▶ **The exercise**:
Each entry below must be repeated word for word.

↓

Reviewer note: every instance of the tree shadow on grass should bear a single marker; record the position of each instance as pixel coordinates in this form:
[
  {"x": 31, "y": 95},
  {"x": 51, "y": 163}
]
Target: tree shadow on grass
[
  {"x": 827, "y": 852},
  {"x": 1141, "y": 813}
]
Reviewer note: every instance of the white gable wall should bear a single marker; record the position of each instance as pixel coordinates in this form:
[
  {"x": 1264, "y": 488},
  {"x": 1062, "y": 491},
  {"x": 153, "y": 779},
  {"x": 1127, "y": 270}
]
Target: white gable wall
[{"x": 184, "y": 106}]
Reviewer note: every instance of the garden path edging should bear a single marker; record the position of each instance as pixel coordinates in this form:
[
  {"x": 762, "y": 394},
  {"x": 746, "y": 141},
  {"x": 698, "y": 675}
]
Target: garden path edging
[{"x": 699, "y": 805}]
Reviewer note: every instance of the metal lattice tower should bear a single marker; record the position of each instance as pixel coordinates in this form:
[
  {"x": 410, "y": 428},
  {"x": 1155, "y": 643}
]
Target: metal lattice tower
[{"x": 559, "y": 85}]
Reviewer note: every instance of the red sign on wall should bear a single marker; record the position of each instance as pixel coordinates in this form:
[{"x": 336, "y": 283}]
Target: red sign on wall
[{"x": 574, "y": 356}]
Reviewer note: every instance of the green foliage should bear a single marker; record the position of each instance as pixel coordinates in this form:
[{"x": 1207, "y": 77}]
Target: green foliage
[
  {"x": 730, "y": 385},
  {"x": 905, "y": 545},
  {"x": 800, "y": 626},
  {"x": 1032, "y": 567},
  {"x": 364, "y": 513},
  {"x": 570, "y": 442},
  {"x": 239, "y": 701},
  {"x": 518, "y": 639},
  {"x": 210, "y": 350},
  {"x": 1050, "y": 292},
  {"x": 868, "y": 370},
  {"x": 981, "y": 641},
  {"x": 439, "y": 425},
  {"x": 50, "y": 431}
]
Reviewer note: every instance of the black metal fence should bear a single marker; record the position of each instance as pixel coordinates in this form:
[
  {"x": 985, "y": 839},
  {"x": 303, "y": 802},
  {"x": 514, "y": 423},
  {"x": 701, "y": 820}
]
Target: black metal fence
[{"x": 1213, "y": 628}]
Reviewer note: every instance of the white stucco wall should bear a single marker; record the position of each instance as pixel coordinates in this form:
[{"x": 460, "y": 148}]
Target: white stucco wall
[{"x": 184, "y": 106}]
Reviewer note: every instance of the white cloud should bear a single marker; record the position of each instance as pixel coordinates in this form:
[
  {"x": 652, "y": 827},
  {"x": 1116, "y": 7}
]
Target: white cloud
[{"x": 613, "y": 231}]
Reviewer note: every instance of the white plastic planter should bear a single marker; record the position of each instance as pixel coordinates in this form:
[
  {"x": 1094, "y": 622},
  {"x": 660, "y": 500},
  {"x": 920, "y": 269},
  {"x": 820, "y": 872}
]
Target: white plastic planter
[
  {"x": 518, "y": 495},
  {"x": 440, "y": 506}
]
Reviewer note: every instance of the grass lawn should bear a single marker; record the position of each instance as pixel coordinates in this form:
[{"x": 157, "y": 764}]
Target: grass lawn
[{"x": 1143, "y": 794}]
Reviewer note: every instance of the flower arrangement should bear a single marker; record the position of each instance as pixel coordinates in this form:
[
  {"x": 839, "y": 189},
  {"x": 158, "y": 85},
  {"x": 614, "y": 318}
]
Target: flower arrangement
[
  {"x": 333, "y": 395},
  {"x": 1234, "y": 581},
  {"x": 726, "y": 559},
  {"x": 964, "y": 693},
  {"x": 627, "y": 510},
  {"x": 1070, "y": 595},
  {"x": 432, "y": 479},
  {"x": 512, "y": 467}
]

↑

▶ **Answer in full**:
Reviewer note: every instance of the tree shadow on grass should bear a single marker; record the position of each instance as pixel coordinates in this form:
[
  {"x": 31, "y": 95},
  {"x": 51, "y": 163}
]
Target: tree shadow on grass
[
  {"x": 827, "y": 852},
  {"x": 1141, "y": 813}
]
Reviewer note: every instance of the white gable wall should bear a single marker; record the position of each instance as pixel coordinates in this form:
[
  {"x": 1264, "y": 488},
  {"x": 1062, "y": 491},
  {"x": 153, "y": 779},
  {"x": 1127, "y": 270}
]
Target: white gable wall
[{"x": 184, "y": 106}]
Reviewer note: every instance of the garden path edging should bear a single marker; record the position of each instance as pixel coordinates in this form:
[
  {"x": 762, "y": 394},
  {"x": 746, "y": 141},
  {"x": 698, "y": 675}
]
Target: garden path edging
[{"x": 699, "y": 805}]
Reviewer note: every instance of the metal lattice tower should bear a single marker; record the position of each instance as pixel coordinates in this form:
[
  {"x": 410, "y": 428},
  {"x": 1155, "y": 643}
]
Target: metal lattice tower
[{"x": 559, "y": 85}]
Reviewer note: every instance of the red sign on wall should bear a single marker; record the position of each instance as pixel coordinates in this form:
[{"x": 336, "y": 283}]
Target: red sign on wall
[{"x": 574, "y": 356}]
Reviewer note: every instance of the green foliage should bear a single marker; record the position of each instance as pixel coordinates in this form:
[{"x": 1207, "y": 77}]
Target: green foliage
[
  {"x": 730, "y": 385},
  {"x": 905, "y": 545},
  {"x": 800, "y": 626},
  {"x": 1032, "y": 567},
  {"x": 364, "y": 513},
  {"x": 570, "y": 442},
  {"x": 239, "y": 701},
  {"x": 518, "y": 639},
  {"x": 210, "y": 350},
  {"x": 1050, "y": 292},
  {"x": 868, "y": 370},
  {"x": 981, "y": 641},
  {"x": 439, "y": 425},
  {"x": 50, "y": 431}
]
Reviewer note: every instance of the black metal fence should bear a single marker; record the position of each instance as pixel coordinates in this form:
[
  {"x": 985, "y": 839},
  {"x": 303, "y": 802},
  {"x": 514, "y": 423},
  {"x": 701, "y": 820}
]
Target: black metal fence
[{"x": 1213, "y": 628}]
Reviewer note: every instance of the white stucco wall should bear a single marker; record the position of each instance as pixel coordinates in this form:
[{"x": 460, "y": 148}]
Target: white stucco wall
[{"x": 184, "y": 106}]
Reviewer note: every instance of the white cloud should bear a single marker; record the position of each instance as pixel coordinates in this form:
[
  {"x": 652, "y": 827},
  {"x": 1116, "y": 7}
]
Target: white cloud
[{"x": 613, "y": 231}]
Reviewer note: every instance of the white plastic planter should bear a single marker; record the position of each instance as pixel coordinates in this form:
[
  {"x": 1094, "y": 622},
  {"x": 660, "y": 500},
  {"x": 920, "y": 269},
  {"x": 820, "y": 872}
]
Target: white plastic planter
[
  {"x": 518, "y": 495},
  {"x": 440, "y": 506}
]
Reviewer note: every instance of the grass lawn should bear a single marker; record the position of each instance as pixel coordinates in this form:
[{"x": 157, "y": 764}]
Target: grass lawn
[{"x": 1143, "y": 794}]
Reviewer note: every instance of the flower arrangement should bear a single marker; record the position of each instance as pixel coordinates in this form:
[
  {"x": 839, "y": 189},
  {"x": 158, "y": 85},
  {"x": 614, "y": 318}
]
Target: flower arrangement
[
  {"x": 333, "y": 395},
  {"x": 1234, "y": 581},
  {"x": 726, "y": 559},
  {"x": 964, "y": 693},
  {"x": 627, "y": 510},
  {"x": 1070, "y": 595},
  {"x": 432, "y": 479},
  {"x": 512, "y": 467}
]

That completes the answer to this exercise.